● Written instruction 1
According to the bug ticket, under which Boost version do the serialization unit tests seg-fault on exit?

● Article
^^^^^^^^^^^^^^^^

Opened 14 years ago

Closed 14 years ago

Last modified 13 years ago

#2217 closed Bugs (fixed)

serialization 1.36.0 extended_type_info exit issue(s)

Reported by: timothysc@… Owned by: Robert Ramey
Milestone: Boost 1.37.0 Component: serialization
Version: Boost 1.36.0 Severity: Problem
Keywords: extended_type_info Cc:

Description

I'm running some serialization unit-tests which pass with flying colors under 1.35.0 and earlier, however they seg-fault on exit when run through 1.36.0.

The error appears to deal with destruction of extended_type_info_typeid objects, and *only* manifests itself when I load an archive through a shared_ptr<T>. The load will appear to function properly, then on exit of the application, <<Death>>. This occurs even if I remove BOOST_CLASS_EXPORT && BOOST_CLASS_TYPE_INFO as the shared_ptr is to the derived element, and I'm not testing through a base.

snippet: BOOST_AUTO_TEST_CASE( MyTestClass_Serialization ) {

MyTestClass is an uses intrusive serialization (You could use any object)

^^^^^^^^^^^^^^^^

● Material supplied

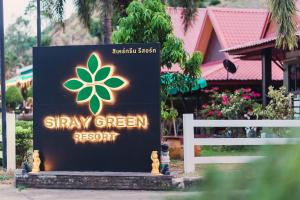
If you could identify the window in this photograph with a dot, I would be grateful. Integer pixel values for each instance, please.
(294, 77)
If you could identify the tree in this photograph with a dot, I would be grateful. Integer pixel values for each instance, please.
(149, 22)
(190, 9)
(13, 97)
(86, 10)
(284, 14)
(18, 44)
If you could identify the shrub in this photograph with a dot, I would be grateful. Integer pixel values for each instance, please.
(13, 97)
(24, 143)
(229, 105)
(30, 92)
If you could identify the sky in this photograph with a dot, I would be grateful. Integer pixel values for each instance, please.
(15, 8)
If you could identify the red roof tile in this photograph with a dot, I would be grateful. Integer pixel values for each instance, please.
(236, 26)
(189, 38)
(233, 27)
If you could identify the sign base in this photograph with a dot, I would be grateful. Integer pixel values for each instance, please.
(94, 180)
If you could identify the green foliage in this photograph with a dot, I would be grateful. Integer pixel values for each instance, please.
(190, 9)
(275, 177)
(24, 136)
(45, 40)
(147, 22)
(13, 97)
(18, 44)
(284, 14)
(96, 29)
(228, 105)
(279, 107)
(30, 92)
(168, 113)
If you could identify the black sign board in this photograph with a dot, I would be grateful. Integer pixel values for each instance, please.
(97, 108)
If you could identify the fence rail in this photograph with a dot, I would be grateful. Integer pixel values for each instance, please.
(189, 123)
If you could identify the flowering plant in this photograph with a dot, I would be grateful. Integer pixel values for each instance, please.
(229, 105)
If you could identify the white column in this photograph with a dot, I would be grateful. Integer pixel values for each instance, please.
(11, 141)
(188, 142)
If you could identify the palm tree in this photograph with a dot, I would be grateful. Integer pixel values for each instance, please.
(284, 13)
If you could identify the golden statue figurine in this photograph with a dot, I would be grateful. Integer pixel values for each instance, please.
(155, 163)
(36, 161)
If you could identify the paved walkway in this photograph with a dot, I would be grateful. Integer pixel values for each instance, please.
(8, 192)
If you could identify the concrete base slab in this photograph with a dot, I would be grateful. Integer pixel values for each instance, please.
(93, 180)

^^^^^^^^^^^^^^^^

● Written instruction 2
Return the lines of the entries from the one containing "If you could identify the concrete" through the last line of the entries, both included, reproducing each line unchanged.

● Expected answer 1
Boost 1.36.0

● Expected answer 2
If you could identify the concrete base slab in this photograph with a dot, I would be grateful. Integer pixel values for each instance, please.
(93, 180)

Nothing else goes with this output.